***** Статья

Так размышляя, Цицерон еще не знает, что идет в сети, расставленные Цезарем. Он думает, что он перехитрил Цезаря. На самом деле Цезарь перехитрил его. Полководцу, занятому войной в Галлии, ничего другого и не надо, такая эволюция взглядов Цицерона его вполне устраивает.
Очень полезный документ! – подумал, наверно, Цезарь, получив вскоре от Цицерона «палинодию». Каково было содержание «палинодии»? Ничего конкретного мы тут не знаем. «Палинодия» – как объясняется в энциклопедии – это «литературное произведение, противоречащее по содержанию предыдущему произведению того же автора и опровергающее мнения и упреки, там содержавшиеся». Итак, Цицерон прислал Цезарю какую-то «палинодию», о которой упоминает в письмах к Аттику. Зверек понемногу приручается, – подумал Цезарь. – Не будем его пугать, Он начинает есть из рук.
Цицерон же изложил дело Аттику в таких словах:
«Нет, нет! Не думай, что какой-то иной читатель и чьи-то похвалы важней для меня, чем твои! Так почему же я известную тебе вещь послал сперва Цезарю? Уж очень он настаивал, а копии у меня не было. Поверь. К тому же (чтоб наконец-то проглотить горькую пилюлю, которую я слишком долго держу во рту), „палинодия“ эта была мне немного противна. Но я решил отказаться от прямолинейного, опирающегося на истину, честного поведения. Трудно поверить, сколько коварства кроется в людях, желающих стать лучшими из лучших, и они, пожалуй, могли бы исполнять эту роль, будь у них хоть немного характера. Я сам испытал это, убедился в этом, когда меня обманули, бросили и предали. Все же в вопросах политических я намеревался поддерживать их. К сожалению, они оказались такими же людьми, как всегда. Только под твоим влиянием я отчасти протрезвел. Ты скажешь, что хоть давал мне советы и указания, как поступать, но не побуждал доходить до того, чтобы писать подобные вещи. А я – клянусь богами! – хотел таким образом поставить себя перед необходимостью нового союза с Цезарем и сделать невозможным возврат к этим завистникам – ведь они не перестают мне завидовать даже теперь, когда скорее должны были бы сочувствовать. Во всяком случае, я пока был осмотрителен в разработке темы. Если Цезарь это примет благоприятно, а они будут недовольны, разовью ее шире… В общем, что говорить! Когда в сенате я выступал в их духе, они радовались, что я не согласен с Помпеем. Довольно! Раз люди, ничего не значащие, не желают меня поддерживать, буду добиваться поддержки людей, кое-что значащих. Ты скажешь, что давно этого хотел. Знаю, что ты хотел и что я был законченным ослом. Да, пора уже позаботиться самому о себе, если от них я не могу добиться любви никакими усилиями».

**********

» **Условие задания**:
Подхватите рассказ о Цицероне и Цезаре и продолжите его после письма к Аттику, которым он заканчивается.

***** Исходные данные

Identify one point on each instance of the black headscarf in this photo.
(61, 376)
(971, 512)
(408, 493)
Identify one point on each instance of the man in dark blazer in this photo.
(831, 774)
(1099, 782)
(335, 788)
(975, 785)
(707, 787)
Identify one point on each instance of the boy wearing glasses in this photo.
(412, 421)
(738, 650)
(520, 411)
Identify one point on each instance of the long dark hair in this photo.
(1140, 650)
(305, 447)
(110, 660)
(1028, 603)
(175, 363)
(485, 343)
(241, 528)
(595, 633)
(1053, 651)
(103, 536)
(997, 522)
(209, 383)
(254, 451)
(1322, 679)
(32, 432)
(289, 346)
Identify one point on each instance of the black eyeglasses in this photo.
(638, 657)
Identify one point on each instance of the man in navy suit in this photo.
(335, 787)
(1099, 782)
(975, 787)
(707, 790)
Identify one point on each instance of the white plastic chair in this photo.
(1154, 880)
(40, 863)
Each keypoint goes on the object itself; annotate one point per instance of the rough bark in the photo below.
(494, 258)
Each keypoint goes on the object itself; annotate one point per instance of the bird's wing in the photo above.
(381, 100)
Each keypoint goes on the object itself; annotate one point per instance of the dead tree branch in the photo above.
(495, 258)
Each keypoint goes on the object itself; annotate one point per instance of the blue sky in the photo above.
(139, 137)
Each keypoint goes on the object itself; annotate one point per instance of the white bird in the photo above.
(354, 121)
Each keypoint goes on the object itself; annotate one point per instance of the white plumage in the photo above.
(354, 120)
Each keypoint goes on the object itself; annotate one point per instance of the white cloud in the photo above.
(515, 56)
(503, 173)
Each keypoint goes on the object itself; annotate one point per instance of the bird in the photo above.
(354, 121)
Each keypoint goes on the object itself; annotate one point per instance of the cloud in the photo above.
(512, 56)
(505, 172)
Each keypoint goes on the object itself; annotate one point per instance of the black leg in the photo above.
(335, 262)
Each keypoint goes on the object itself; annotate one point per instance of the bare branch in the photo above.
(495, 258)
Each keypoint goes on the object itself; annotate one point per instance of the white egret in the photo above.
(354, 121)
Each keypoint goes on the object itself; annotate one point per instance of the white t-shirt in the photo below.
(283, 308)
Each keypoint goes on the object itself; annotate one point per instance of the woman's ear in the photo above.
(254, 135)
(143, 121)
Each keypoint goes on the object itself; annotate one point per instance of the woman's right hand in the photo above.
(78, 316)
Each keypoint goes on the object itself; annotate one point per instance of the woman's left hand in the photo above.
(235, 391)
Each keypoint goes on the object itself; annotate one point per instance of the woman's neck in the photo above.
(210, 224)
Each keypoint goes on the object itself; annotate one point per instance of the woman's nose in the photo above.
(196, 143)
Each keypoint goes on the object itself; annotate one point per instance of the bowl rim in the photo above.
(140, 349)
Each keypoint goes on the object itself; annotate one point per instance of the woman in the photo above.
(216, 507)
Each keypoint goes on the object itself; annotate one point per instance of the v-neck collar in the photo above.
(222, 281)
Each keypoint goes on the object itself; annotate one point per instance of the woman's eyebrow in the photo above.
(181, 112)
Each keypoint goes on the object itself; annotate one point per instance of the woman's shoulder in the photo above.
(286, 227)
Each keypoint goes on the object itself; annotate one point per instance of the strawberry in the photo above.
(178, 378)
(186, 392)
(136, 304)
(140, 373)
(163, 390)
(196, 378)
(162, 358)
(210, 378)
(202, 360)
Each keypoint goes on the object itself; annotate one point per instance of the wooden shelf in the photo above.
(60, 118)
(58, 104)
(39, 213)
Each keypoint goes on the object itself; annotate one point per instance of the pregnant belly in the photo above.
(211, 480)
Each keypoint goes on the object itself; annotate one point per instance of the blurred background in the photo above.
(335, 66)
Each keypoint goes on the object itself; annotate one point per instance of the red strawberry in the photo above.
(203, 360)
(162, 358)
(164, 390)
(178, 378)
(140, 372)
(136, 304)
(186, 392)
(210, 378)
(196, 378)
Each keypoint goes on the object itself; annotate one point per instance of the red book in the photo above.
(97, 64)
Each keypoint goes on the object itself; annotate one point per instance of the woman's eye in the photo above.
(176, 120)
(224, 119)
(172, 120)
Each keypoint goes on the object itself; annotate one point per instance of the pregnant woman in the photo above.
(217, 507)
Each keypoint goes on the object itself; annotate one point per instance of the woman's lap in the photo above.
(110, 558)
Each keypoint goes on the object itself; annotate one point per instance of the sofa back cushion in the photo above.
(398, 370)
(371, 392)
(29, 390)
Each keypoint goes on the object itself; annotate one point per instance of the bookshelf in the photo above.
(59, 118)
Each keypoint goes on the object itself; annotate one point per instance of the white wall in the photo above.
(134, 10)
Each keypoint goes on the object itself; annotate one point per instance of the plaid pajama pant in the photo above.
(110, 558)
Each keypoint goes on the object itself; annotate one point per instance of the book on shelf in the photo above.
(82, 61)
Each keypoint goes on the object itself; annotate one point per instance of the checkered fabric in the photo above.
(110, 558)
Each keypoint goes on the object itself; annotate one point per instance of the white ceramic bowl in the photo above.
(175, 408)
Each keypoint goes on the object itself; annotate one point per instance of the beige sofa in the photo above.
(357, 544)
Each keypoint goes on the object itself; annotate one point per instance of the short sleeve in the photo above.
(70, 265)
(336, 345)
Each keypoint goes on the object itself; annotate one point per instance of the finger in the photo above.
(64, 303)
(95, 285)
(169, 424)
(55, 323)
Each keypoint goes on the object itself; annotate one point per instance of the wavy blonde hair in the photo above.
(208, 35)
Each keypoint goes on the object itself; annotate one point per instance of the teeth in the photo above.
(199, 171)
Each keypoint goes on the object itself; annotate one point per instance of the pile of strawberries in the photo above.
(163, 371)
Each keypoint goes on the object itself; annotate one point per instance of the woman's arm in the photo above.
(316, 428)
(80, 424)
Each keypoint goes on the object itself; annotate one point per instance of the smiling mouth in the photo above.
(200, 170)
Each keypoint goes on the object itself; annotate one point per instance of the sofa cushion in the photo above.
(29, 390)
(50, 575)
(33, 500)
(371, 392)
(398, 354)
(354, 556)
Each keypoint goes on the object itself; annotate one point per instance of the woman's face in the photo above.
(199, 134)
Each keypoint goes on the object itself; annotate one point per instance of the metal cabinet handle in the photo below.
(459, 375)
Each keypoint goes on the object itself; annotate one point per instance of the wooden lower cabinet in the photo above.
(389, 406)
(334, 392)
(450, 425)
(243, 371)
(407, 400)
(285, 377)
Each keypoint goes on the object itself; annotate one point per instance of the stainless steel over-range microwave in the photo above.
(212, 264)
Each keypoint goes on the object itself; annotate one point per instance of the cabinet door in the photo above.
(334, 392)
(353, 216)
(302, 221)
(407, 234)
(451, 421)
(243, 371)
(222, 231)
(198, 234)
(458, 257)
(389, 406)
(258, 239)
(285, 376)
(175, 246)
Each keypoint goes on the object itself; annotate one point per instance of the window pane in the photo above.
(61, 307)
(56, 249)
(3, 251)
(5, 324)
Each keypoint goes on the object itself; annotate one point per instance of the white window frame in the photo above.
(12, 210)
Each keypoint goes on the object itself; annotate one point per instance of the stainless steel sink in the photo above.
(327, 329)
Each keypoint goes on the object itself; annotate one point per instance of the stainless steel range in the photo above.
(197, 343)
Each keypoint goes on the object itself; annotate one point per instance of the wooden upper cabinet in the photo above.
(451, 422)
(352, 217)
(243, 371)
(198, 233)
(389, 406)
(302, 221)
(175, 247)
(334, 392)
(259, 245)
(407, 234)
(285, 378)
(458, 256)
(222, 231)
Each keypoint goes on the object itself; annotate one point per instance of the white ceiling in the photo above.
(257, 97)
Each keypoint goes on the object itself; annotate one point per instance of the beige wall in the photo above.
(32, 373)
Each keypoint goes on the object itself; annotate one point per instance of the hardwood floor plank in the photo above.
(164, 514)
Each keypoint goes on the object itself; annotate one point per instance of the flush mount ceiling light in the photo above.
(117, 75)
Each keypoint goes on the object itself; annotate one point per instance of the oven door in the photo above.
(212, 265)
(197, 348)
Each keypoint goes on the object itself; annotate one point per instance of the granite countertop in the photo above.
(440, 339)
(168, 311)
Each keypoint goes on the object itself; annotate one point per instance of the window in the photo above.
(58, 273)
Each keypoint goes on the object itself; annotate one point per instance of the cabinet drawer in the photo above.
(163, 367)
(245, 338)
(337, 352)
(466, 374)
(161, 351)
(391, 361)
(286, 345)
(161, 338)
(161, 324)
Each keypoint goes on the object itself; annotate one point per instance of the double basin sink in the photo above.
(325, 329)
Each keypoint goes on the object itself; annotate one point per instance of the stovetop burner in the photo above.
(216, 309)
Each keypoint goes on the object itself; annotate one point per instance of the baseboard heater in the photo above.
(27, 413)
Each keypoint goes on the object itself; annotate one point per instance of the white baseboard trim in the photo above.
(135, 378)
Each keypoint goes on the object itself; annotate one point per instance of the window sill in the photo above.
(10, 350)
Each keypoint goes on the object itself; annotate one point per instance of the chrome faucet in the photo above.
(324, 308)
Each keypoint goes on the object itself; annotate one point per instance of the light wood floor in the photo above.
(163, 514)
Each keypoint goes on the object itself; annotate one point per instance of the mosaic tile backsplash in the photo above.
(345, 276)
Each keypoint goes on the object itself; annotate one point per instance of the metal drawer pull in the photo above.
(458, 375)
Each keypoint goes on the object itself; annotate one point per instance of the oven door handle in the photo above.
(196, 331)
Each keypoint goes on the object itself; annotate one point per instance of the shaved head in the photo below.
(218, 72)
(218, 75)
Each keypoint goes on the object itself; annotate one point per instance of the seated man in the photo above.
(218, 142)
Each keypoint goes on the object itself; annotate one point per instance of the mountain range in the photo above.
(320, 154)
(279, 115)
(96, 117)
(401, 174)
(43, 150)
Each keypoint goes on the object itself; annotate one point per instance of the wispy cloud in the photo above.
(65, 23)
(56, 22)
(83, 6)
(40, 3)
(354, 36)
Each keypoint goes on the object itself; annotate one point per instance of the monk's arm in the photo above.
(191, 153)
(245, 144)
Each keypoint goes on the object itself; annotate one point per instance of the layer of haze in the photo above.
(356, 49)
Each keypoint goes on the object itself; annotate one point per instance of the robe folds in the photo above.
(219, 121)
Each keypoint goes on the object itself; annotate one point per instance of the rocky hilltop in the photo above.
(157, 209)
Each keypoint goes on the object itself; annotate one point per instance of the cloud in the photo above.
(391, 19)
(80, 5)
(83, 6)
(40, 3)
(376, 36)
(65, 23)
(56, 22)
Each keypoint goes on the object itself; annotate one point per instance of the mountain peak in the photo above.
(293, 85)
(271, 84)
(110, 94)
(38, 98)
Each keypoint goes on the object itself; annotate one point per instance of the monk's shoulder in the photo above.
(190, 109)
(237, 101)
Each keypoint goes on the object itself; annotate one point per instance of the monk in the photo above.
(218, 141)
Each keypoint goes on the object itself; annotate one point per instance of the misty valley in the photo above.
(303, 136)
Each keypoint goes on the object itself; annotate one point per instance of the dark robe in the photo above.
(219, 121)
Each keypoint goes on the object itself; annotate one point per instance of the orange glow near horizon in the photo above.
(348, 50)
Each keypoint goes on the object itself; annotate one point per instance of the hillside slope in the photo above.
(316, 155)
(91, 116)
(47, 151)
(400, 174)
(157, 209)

**********

» **Ответ**:
Одновременно Цицерон пишет историку Лукцею и советует ему заняться в своем сочинении одной-единственной темой, а именно – поведать о достопамятном консульстве Цицерона, когда был обезврежен заговор Катилины и спасена цивилизация. Тогда труд, несомненно, выиграет в сжатости. Цицерон явно чувствует, насколько полезен был бы в этот момент выход в свет произведения, которое принесло бы ему больше чести, чем его «палинодия». И он оправдывается перед Аттиком еще так:
«Если я говорю о политике правду, меня считают безумцем. Если я заявляю то, что велит необходимость, слыву прислужником. Если молчу, говорят, что я дал себя сломить и прикончить. Вообрази, сколь это мне горько!»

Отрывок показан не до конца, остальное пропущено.